#### REQUIREMENTS
1. Reproduce the court opinion word for word from "JUSTICE MILLS DELIVERED" to "and we agree.".
2. According to the court opinion, on what date did the Attorney General file the original complaint in the circuit court?

#### DOCUMENT PASSAGE
(begin)
ILLINOIS APPELLATE COURT — FOURTH DISTRICT JUDGMENT AFFIRMED.


OPINION FILED MARCH 4, 1985.

THE PEOPLE EX REL. NEIL F. HARTIGAN, ATTORNEY GENERAL, ET AL., PLAINTIFFS-APPELLANTS,

v.

ILLINOIS COMMERCE COMMISSION ET AL., DEFENDANTS-APPELLEES.

Appeal from the Circuit Court of Sangamon County; the Hon. Jerry S. Rhodes, Judge, presiding.

JUSTICE MILLS DELIVERED THE OPINION OF THE COURT:

Open Meetings Act.

But this is really a case of mootness.

The trial court said the suit was moot — and we agree.

We perceive no exceptions to the mootness doctrine present here.

We affirm.

The Attorney General filed a complaint in the circuit court on December 2, 1983, naming the Illinois Commerce Commission (Commission) and its commissioners as defendants. The complaint alleged that the Commission convened a meeting closed to the public on October 18, 1983, and discussed issues relating to economic reasonableness of completing a nuclear power station at Clinton. After the meeting, the Commission announced that it decided against conducting formal proceedings regarding the completion of the power station. The complaint further alleged that the October 18 meeting violated the Open Meetings Act (Ill. Rev. Stat. 1983, ch. 102, par. 41 et seq.) and sought the following relief: (a) a mandamus commanding the defendants to "receive and consider publicly the information upon which the Commission based its decision not to conduct a formal proceeding regarding the Clinton cancellation issue"; (b) an injunction enjoining defendants from holding future meetings in violation of the Open Meetings Act; and (c) other relief as the court deemed appropriate.

Leave to file an amended complaint was granted on March 22, 1984. The amended complaint contained six counts. The first three counts essentially restated the allegations of the original complaint and requested the additional relief of a declaratory judgment stating that the defendants violated the Open Meetings Act. Counts IV through VI alleged that the defendants had also convened on October 13, 1983, to discuss the Clinton power station. The latter three counts alleged that this meeting also violated the Open Meetings Act. Count IV sought a declaratory judgment that defendants violated the Open Meetings Act by meeting on October 13, 1983. Count V requested a mandamus ordering defendants to receive and consider publicly the information gathered and discussed at the October 13 meeting. Count VI sought an injunction enjoining defendants from holding future meetings in violation of the Open Meetings Act.
(end)
#### INFORMATION GIVEN
(begin)
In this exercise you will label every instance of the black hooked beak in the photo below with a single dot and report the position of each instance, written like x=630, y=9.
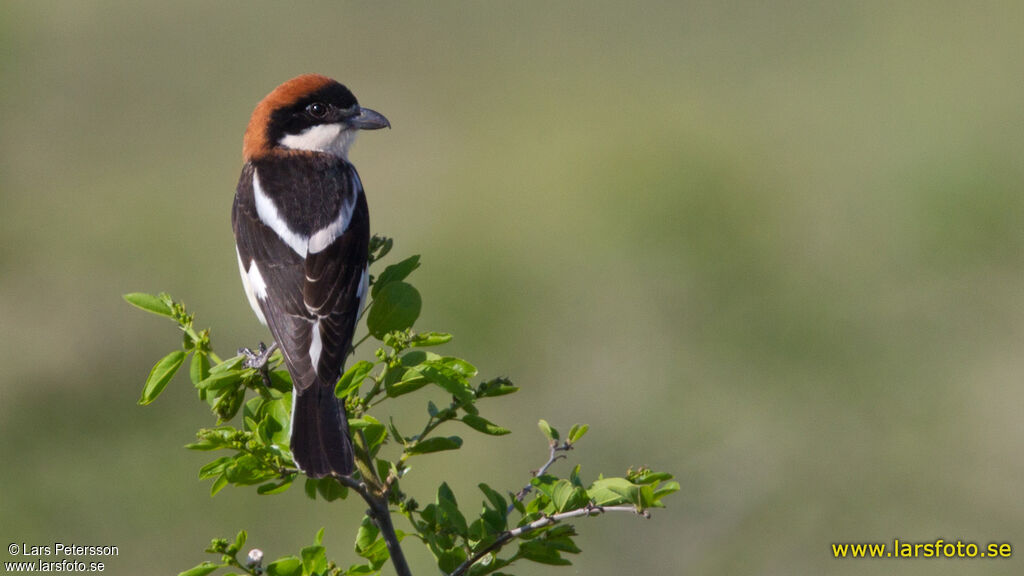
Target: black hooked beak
x=368, y=120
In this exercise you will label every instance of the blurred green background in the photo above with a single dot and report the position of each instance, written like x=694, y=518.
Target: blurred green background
x=773, y=248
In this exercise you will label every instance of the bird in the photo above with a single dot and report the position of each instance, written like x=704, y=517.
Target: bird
x=302, y=232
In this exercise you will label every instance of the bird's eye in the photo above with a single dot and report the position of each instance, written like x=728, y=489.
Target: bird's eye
x=317, y=110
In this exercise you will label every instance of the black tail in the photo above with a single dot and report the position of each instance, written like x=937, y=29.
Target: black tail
x=320, y=433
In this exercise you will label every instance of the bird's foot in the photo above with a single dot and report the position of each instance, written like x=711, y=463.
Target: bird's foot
x=257, y=360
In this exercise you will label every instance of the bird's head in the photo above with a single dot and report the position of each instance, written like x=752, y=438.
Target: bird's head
x=308, y=113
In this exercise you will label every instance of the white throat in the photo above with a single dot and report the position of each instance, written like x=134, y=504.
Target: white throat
x=329, y=138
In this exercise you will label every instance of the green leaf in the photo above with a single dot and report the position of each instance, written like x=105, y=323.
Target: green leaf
x=331, y=490
x=352, y=378
x=160, y=375
x=240, y=540
x=313, y=560
x=395, y=307
x=367, y=535
x=218, y=485
x=483, y=425
x=310, y=488
x=497, y=500
x=275, y=487
x=577, y=433
x=611, y=491
x=201, y=570
x=437, y=444
x=150, y=303
x=395, y=273
x=288, y=566
x=451, y=559
x=199, y=370
x=549, y=432
x=230, y=364
x=394, y=432
x=442, y=374
x=220, y=380
x=565, y=497
x=424, y=339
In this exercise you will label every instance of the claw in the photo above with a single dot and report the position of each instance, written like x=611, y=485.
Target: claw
x=257, y=360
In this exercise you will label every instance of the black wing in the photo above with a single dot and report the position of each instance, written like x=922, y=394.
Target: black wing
x=310, y=297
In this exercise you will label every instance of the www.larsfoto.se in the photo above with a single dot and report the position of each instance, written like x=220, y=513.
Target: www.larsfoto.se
x=936, y=548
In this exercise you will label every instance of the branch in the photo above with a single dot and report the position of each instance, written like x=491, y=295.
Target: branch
x=508, y=536
x=381, y=516
x=552, y=458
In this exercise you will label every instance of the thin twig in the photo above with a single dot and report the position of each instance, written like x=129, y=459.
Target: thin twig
x=508, y=536
x=553, y=456
x=381, y=516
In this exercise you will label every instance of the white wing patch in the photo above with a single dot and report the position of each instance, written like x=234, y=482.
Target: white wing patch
x=360, y=292
x=330, y=138
x=268, y=214
x=326, y=236
x=254, y=285
x=315, y=345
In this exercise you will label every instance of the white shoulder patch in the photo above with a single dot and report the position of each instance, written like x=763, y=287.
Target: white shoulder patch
x=254, y=285
x=268, y=214
x=315, y=345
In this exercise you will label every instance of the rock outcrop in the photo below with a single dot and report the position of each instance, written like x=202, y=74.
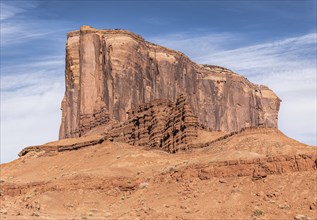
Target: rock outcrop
x=109, y=72
x=159, y=124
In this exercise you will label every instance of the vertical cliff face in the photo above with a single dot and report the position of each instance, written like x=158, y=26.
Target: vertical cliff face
x=109, y=72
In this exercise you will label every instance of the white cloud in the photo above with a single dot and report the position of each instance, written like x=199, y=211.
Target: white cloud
x=287, y=66
x=31, y=87
x=30, y=106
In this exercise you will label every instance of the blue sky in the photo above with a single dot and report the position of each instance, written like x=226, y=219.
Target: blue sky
x=269, y=42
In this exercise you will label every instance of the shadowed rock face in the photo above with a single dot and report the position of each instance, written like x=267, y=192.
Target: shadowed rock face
x=109, y=72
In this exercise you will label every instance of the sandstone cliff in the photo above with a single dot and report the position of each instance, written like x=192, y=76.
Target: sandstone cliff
x=110, y=72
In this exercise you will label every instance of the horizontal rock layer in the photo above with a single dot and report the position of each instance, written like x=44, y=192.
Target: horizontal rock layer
x=109, y=72
x=159, y=124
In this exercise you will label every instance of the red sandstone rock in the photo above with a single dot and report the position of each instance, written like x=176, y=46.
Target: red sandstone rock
x=109, y=72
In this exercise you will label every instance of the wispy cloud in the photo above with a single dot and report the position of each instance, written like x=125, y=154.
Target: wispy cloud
x=32, y=84
x=18, y=27
x=288, y=66
x=30, y=105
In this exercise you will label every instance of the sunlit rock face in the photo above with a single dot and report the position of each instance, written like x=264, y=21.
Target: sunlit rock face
x=110, y=72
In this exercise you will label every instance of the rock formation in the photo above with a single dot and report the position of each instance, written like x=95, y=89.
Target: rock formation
x=158, y=124
x=110, y=72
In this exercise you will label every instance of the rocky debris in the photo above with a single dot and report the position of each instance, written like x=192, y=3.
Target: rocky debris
x=109, y=72
x=159, y=124
x=69, y=144
x=260, y=166
x=301, y=217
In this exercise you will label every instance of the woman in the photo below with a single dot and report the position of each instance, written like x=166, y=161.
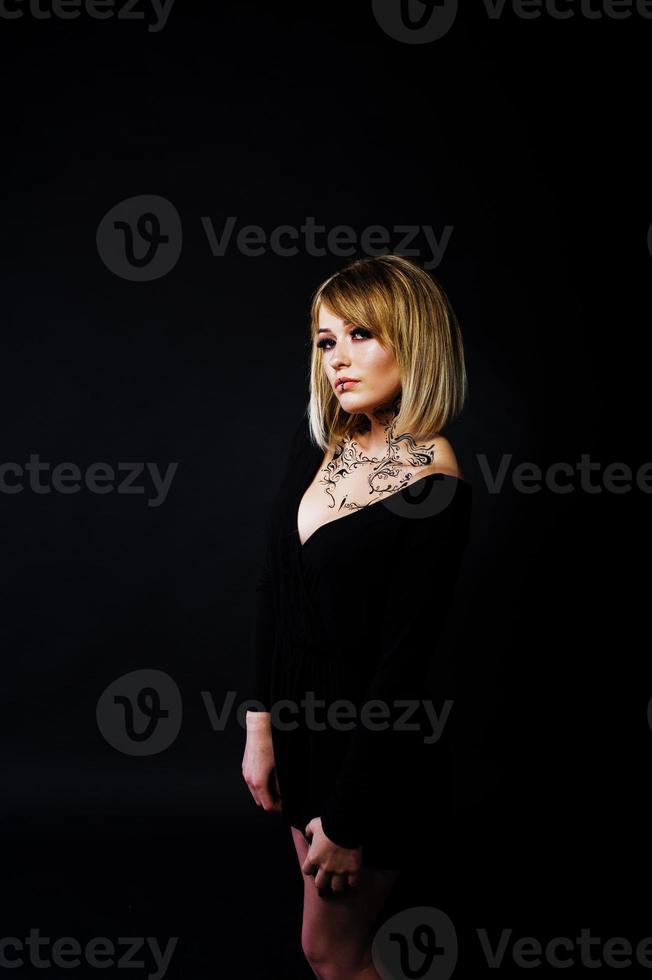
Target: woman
x=351, y=596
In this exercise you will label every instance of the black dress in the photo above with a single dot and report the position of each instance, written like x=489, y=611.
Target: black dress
x=354, y=614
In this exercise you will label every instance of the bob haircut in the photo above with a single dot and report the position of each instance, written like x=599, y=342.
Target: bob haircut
x=408, y=312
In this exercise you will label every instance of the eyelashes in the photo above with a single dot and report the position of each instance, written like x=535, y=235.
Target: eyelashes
x=365, y=335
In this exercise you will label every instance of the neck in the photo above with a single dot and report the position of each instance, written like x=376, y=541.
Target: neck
x=377, y=433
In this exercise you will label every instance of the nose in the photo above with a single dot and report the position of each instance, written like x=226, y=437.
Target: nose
x=339, y=358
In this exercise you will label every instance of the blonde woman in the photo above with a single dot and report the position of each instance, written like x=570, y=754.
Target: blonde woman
x=357, y=572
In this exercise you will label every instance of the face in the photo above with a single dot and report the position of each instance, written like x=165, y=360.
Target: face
x=354, y=352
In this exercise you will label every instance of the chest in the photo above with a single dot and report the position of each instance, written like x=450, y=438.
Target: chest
x=339, y=488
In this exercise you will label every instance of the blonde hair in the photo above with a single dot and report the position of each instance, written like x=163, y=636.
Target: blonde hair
x=408, y=311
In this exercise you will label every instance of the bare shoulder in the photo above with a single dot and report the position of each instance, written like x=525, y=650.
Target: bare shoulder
x=444, y=458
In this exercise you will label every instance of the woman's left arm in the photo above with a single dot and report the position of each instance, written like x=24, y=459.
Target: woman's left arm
x=425, y=568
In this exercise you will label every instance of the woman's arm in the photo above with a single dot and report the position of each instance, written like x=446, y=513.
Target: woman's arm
x=423, y=568
x=263, y=630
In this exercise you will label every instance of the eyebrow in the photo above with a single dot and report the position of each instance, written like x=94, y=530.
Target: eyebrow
x=347, y=323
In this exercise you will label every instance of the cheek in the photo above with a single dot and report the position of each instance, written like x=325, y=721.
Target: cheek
x=381, y=361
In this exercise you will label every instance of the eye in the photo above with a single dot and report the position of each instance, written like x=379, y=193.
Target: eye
x=362, y=332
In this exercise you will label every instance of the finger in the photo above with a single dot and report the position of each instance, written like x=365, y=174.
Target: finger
x=309, y=867
x=277, y=788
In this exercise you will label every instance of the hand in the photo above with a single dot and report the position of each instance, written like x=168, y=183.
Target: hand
x=337, y=867
x=258, y=767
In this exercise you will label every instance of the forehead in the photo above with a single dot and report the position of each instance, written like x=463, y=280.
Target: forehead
x=328, y=320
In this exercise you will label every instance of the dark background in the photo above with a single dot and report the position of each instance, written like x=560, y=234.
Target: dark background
x=529, y=138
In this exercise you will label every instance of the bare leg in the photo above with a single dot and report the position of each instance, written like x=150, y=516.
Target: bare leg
x=338, y=930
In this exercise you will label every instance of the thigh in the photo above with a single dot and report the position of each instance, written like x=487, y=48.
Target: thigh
x=346, y=920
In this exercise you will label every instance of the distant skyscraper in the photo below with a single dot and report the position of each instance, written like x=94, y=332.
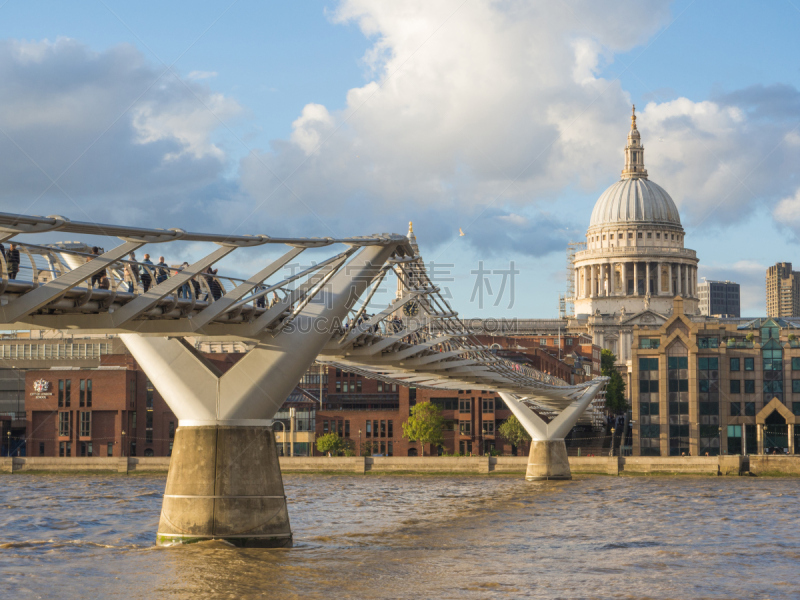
(end)
#### RESPONSES
1.
JUSTICE MILLS DELIVERED THE OPINION OF THE COURT:

Open Meetings Act.

But this is really a case of mootness.

The trial court said the suit was moot — and we agree.

2. December 2, 1983